Estratto del documento:
○ ○ ○ ○
Yasunari Kawabata è l’anti-Bergman?
Se, nel magistrale film «Il posto delle fragole», il regista svedese leva una voce di speranza nella possibilità della redenzione dall’egoismo, anche nell’estrema vecchiaia di un essere umano, nel romanzo «La casa delle belle addormentate» lo scrittore giapponese sembra, invece, affermare con estrema recisione che no, non esiste possibilità di redenzione e si invecchia e si va verso la morte così come si è sempre vissuto: gli egoisti, gli avidi, i lussuriosi, portandosi appresso tutto il loro fardello di egoismo, di avidità e di lussuria.
○ ○ ○ ○
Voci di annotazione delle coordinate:
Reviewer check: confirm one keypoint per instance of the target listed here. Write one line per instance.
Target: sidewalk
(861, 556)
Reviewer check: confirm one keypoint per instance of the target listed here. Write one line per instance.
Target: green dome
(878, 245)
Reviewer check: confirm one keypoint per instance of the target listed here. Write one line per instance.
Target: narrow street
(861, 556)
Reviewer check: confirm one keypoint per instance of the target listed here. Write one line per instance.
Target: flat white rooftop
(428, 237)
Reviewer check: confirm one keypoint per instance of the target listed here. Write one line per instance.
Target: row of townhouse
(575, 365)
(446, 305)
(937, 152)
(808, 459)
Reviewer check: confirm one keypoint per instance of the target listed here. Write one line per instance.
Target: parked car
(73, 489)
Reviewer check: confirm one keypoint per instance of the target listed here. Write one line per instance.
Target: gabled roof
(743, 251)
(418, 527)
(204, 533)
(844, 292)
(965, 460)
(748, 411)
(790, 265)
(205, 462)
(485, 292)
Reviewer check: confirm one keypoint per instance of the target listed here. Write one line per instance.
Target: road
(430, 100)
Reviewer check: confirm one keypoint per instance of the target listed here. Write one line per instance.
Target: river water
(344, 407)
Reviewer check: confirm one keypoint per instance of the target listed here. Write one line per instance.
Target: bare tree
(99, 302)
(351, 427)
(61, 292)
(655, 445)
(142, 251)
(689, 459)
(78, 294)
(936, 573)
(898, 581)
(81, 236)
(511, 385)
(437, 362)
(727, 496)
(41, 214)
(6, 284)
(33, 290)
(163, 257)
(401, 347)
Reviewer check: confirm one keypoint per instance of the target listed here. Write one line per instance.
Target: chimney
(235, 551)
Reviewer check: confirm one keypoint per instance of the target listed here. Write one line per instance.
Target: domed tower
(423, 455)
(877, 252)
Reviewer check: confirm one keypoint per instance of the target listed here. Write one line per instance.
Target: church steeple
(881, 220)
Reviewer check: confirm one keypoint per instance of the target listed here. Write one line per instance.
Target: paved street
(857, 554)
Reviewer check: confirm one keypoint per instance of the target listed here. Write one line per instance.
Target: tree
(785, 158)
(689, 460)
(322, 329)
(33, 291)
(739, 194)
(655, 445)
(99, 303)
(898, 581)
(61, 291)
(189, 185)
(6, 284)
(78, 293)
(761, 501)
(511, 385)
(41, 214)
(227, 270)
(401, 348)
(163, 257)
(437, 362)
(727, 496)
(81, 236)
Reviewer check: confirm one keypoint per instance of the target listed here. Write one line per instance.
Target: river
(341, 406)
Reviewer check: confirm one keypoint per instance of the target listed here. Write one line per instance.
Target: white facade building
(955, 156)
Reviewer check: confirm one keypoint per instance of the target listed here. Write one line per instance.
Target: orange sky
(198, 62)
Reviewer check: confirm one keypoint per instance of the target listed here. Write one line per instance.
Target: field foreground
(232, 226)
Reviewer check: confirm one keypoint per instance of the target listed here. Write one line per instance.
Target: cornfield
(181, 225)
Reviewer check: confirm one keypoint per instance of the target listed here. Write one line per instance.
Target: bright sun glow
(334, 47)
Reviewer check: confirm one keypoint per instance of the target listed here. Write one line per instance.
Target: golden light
○ ○ ○ ○
Elenco dei compiti:
1. Indica se ciascuna delle seguenti affermazioni concorda con l'estratto del documento, rispondendo sì o no e citando testualmente le parole decisive: (a) nel film «Il posto delle fragole» il regista svedese esprime speranza nella redenzione dall'egoismo; (b) «La casa delle belle addormentate» è un film; (c) lo scrittore giapponese sostiene che in vecchiaia si cambia modo di vivere.
2. Elenca ogni riga dei record che contiene la parola "street".

Elenco delle soluzioni:
1.
(a) Sì: "il regista svedese leva una voce di speranza nella possibilità della redenzione dall’egoismo".
(b) No: "nel romanzo «La casa delle belle addormentate»".
(c) No: "si invecchia e si va verso la morte così come si è sempre vissuto".

2.
Target: narrow street
Target: paved street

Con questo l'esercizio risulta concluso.